**What is required:**
Extend the review of Ratmansky's reconstruction of The Sleeping Beauty, not the listing, picking up after its last sentence.

**Page text:**
───

Alexei Ratmansky, ballet’s most intelligent and hardworking choreographer, has spent a great deal of time (and a great deal of ABT’s money) reconstructing Petipa’s most ambitious and influential ballet, The Sleeping Beauty. That is, he’s gone back to the source—to the erratic notations of the original that were spirited out of the then-new Soviet Union—and used all his skills to reproduce what they tell us. The results are fascinating, lovely, and occasionally disconcerting.

What he gives us is a softer, gentler style than we’re used to—closer to Ashton than to Balanchine, who sharpened and glamorized Petipa in Theme and Variations, his 1947 tribute to Beauty. Ratmansky’s extensions are modest and unaggressive—no feet flung upwards until they curl around the ears; legs raised no more than 120 degrees. Steps we’re used to seeing on full pointe may now be on demi-pointe. The men aren’t circling the stage in giant jetés. Tutus are pliant and down to the knee, not bristling out from the body. The mime sequences are strong and clear, their message conveyed through convincing detail. There’s a general sense of glow rather than of brilliance. Dancing this way is a difficult stretch for dancers trained to more bravura presentation, and not everyone looks totally comfortable with it, but the ABT dancers will either take to it or, eventually, slip back into the old ways. Even if they do, though, something will be retained.

In the same way Ratmansky has imposed an older style on the dancing, he has looked backwards for the appearance of the production. Here we have 1890 opulence married to the Bakst designs for the famous 1921 Diaghilev production. Sometimes the results are stunning, sometimes irritating—sorry, gold wigs and extravagant headpieces can look more like Vegas than Petersburg. (Actually, the weird vertical wig worn by the Queen reminded me of Marge Simpson.) The indoor set for the Prologue, all elegant grays and darkly marbled columns, is impressive and handsome, the perfect backdrop for the mass of courtiers gathered for Aurora’s christening and the Fairies’ variations. The dark outdoor set for Act One is so restrictive and uninviting that the Garland Dance (in garish orange and turquoise) looks cramped and confused, and Aurora’s first entrance, down a poorly situated staircase, has no charm and no resonance. The Hunt scene and the Vision scene are pleasantly pictorial. The massively populated final act, with a cornucopia of traditional fairytale creatures on hand for Aurora’s wedding, is also handsomely dressed and accoutered.

In the same way Ratmansky has imposed an older style on the dancing, he has gone back to the beginning for the look of the production.

───

**Provided data:**
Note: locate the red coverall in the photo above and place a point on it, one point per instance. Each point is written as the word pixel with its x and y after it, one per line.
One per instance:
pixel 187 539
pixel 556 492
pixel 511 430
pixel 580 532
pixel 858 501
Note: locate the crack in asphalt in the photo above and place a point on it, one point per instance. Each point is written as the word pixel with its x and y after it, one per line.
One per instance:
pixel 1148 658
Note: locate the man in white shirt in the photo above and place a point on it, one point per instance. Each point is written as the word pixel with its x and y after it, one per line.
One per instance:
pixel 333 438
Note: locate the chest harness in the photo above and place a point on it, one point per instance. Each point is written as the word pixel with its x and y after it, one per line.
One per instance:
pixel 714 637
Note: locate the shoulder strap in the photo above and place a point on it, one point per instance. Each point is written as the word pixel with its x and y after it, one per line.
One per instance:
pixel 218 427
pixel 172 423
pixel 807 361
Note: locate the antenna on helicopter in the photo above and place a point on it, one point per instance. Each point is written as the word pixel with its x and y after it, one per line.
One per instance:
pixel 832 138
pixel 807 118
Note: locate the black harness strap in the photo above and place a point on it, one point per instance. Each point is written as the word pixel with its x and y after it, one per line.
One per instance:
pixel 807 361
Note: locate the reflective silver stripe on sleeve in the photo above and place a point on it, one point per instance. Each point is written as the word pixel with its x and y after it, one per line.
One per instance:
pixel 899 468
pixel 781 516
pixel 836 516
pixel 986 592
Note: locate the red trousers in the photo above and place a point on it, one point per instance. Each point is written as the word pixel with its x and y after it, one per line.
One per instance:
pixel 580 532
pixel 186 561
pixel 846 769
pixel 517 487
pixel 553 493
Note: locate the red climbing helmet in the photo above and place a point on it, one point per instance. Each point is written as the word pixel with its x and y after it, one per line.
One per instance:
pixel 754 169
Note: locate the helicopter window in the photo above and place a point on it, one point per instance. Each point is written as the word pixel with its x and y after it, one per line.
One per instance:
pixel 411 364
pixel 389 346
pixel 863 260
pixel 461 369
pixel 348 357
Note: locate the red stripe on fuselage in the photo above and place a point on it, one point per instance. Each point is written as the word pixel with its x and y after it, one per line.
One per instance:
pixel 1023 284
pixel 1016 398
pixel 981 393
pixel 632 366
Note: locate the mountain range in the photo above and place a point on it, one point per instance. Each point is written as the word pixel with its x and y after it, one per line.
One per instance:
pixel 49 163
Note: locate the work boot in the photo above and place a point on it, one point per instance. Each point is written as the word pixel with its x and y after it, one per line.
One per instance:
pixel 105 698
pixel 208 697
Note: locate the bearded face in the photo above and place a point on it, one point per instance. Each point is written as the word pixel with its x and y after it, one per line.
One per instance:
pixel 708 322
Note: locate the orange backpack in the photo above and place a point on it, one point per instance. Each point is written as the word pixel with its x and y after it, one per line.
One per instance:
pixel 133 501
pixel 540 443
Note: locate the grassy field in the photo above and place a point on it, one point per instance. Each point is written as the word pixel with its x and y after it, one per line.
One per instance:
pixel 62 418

───

**Final result:**
The level of dancing throughout is remarkably high, and Beauty gives many, many young dancers solo or demi-solo opportunities—the Fairies, the Jewels, the snippets of Cinderella, Red Riding Hood, et al. provide what will be an incomparable training ground for the company. Ratmansky has clearly coached his dancers relentlessly, giving each of them a personality yet projecting a harmony of style. (I was particularly impressed by April Giangeruso as the fairy Violente and Lauren Post as the Breadcrumb fairy.) Both Craig Salstein and Nancy Raffa were spectacular as the wicked Carabosse (and so were her rat attendants)—this was the finest dancing I’ve seen from Salstein. (Too bad that in the Hunt scene he pushed his doddery old tutor over the edge into shtick.) As the Lilac Fairy—so crucial to the ballet—both Stella Abrera and Devon Teuscher were pleasing and apt, but neither had the peculiar (and rare) combination of grace and command the role requires. In their defense I have to point out that Ratmansky hasn’t given Lilac an appropriate exit at the end of Act One—she triggers the action, and then she just wanders upstage amidst a milling corps of dancers and disappears. We want to see her dominant and triumphant as she observes the court falling into its century-long sleep. This is a strange misstep on the part of a choreographer who has so fine a talent for storytelling.

My other quarrel with Ratmansky’s narrative choices is the absence of the panorama that leads to the Awakening. Prince Désiré steps into Lilac’s boat, there’s a little blurred activity behind a scrim, and he’s walking straight into Aurora’s bedroom. Which means that some of Tchaikovsky’s greatest music is lost. And by eliminating the Prince’s struggle to reach Aurora, Ratmansky further reenforces his focus on detail and style rather than on the ballet’s projection of the great conflict between good and evil which is its underlying theme. The marriage in the final scene is reduced to a conventional fairytale wedding, with none of the transcendent implications of resolution and healing that the music evokes. This Beauty, for all its complexity of detail and large-scale pictorial splendor—its endless dance felicities—is essentially small-scale in its ambitions.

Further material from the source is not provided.